Now, let's pause for a second to interpret equation (4). The left side is still telling us how to calculate $p(\theta | \mathcal{D})$ for the entire dataset, but all the information learned when solving task A is contained in the conditional probability $p(\theta | \mathcal{D}_A)$. This conditional probability can tell us which parameters are important in solving task A.


The next step is non-obvious, and densely communicated: "The true posterior probability is intractable, so, following the work on the Laplace approximation by Mackay (19), we approximate the posterior as a Gaussian distribution with mean given by the parameters $\theta_A^*$ and a diagonal precision given by the diagonal of the Fisher information matrix $F$."


Let's break that down. First, why is the true posterior probability intractable? The paper doesn't explain, but the answer is that Bayes' rule tells us that $p(\theta | \mathcal{D}_A)$ depends on $p(\mathcal{D}_A) = \int p(\mathcal{D}_A | \theta ') p(\theta ') d \theta '$, where $\theta '$ is a possible configuration of parameters in the parameter space. Generally, that integration doesn't have a closed form solution, leaving numerical approximation as the alternative. Numerical approximation has exponential time complexity with respect to the number of parameters, so for deep neural networks with hundreds of millions of parameters or more, numerical approximation is just not practical.

▸ **Exercise requirements**
Please answer from the passage on approximating the posterior: what supplies the diagonal precision of the Gaussian used in place of the true posterior?

▸ **Rows**

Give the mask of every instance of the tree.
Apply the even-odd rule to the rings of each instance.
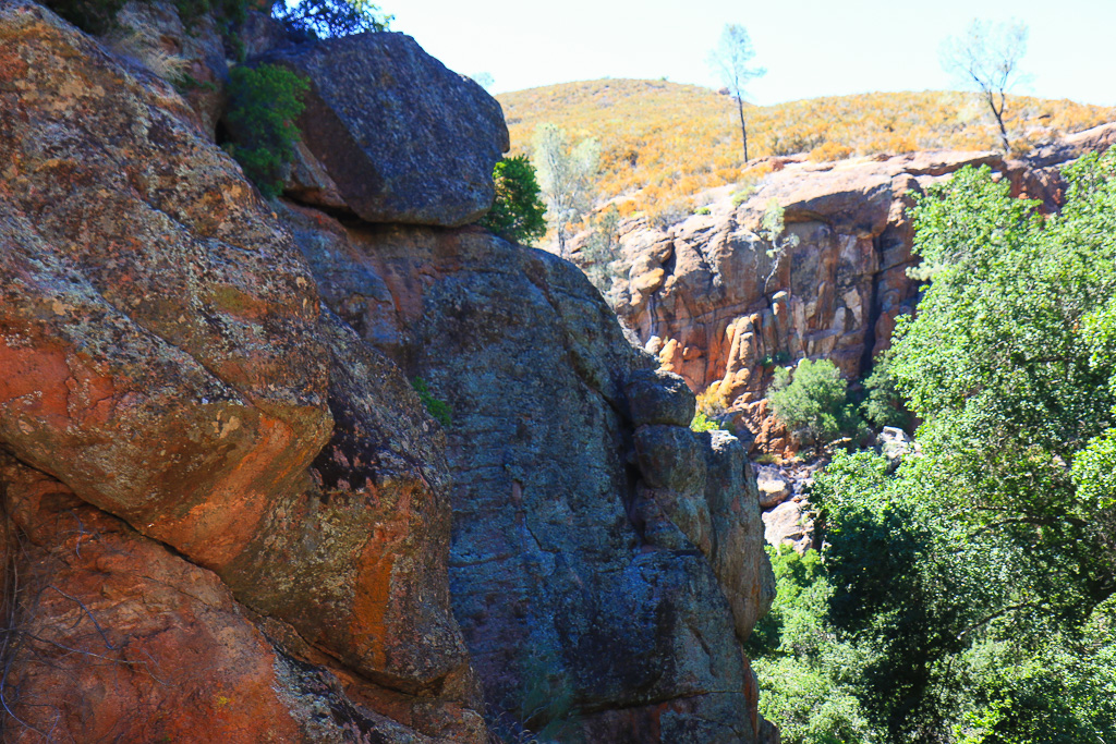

---

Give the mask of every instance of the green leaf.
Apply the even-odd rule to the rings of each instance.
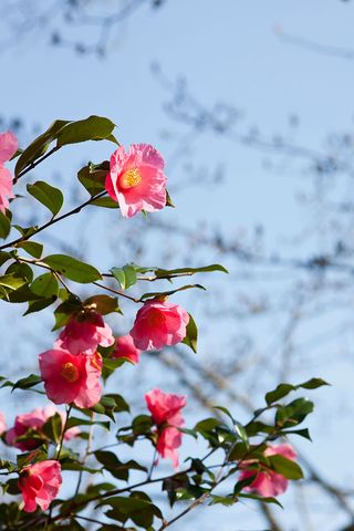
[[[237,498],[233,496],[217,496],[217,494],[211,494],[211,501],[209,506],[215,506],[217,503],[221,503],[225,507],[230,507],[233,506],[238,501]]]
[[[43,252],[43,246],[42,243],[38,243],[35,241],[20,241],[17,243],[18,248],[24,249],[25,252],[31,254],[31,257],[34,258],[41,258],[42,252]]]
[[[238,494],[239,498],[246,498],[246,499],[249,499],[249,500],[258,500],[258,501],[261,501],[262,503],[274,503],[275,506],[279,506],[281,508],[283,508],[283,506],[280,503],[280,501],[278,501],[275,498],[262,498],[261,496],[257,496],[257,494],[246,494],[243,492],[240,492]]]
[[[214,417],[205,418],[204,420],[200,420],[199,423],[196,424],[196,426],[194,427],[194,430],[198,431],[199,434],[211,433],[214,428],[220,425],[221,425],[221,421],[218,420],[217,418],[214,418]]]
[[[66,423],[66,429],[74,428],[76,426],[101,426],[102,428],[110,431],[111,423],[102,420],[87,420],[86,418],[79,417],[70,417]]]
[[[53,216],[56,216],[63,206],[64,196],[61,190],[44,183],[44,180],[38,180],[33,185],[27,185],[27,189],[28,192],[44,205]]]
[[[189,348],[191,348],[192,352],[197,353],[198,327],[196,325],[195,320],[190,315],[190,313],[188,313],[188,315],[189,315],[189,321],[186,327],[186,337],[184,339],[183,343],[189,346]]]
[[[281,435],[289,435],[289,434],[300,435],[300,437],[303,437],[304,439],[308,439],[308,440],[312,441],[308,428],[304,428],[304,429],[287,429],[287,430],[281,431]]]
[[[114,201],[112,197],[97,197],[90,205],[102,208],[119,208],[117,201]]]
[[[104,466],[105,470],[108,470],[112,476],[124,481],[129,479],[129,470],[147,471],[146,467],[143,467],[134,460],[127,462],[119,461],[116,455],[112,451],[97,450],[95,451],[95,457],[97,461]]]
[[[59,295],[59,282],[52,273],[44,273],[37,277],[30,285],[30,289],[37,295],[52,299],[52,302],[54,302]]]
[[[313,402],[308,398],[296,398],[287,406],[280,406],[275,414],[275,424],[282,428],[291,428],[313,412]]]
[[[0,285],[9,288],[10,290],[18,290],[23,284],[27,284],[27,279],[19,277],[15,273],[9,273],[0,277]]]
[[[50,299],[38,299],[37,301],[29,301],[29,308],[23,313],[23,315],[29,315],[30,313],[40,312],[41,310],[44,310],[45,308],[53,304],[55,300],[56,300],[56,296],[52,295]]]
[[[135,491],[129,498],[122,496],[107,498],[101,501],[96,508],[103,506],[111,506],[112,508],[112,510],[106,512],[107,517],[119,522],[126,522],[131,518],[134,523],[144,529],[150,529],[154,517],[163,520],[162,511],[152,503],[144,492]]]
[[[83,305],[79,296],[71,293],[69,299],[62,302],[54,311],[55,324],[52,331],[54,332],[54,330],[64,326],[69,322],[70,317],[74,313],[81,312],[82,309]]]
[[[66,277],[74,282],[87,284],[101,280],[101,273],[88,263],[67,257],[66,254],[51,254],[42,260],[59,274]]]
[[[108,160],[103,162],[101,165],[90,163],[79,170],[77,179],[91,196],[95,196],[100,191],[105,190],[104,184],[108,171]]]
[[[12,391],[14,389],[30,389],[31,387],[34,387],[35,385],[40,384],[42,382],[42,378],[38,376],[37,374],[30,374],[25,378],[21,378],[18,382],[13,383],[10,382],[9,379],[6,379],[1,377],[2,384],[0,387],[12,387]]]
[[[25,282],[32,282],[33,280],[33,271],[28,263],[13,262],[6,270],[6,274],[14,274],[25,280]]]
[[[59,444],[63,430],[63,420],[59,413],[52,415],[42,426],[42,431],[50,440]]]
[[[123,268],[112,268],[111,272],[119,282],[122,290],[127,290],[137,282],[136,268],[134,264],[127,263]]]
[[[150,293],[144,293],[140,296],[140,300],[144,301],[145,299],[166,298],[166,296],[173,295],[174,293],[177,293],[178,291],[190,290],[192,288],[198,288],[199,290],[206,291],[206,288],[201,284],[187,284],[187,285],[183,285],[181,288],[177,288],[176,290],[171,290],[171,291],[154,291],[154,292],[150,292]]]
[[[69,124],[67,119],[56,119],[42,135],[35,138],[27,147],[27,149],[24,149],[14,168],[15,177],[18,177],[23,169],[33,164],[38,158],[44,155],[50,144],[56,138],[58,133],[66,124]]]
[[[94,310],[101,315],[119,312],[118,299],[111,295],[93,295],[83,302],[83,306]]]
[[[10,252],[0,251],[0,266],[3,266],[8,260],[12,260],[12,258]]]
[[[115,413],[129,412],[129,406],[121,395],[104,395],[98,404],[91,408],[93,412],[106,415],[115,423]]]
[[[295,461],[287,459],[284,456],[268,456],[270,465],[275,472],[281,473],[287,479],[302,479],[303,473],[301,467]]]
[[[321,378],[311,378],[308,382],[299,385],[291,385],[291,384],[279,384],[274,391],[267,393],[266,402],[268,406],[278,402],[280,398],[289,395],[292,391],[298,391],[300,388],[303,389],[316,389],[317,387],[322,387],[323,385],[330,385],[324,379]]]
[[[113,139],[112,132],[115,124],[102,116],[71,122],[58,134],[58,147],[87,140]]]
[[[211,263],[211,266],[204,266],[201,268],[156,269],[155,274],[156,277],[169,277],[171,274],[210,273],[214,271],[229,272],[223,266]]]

▸ **Result below**
The diagonal of the Fisher information matrix F.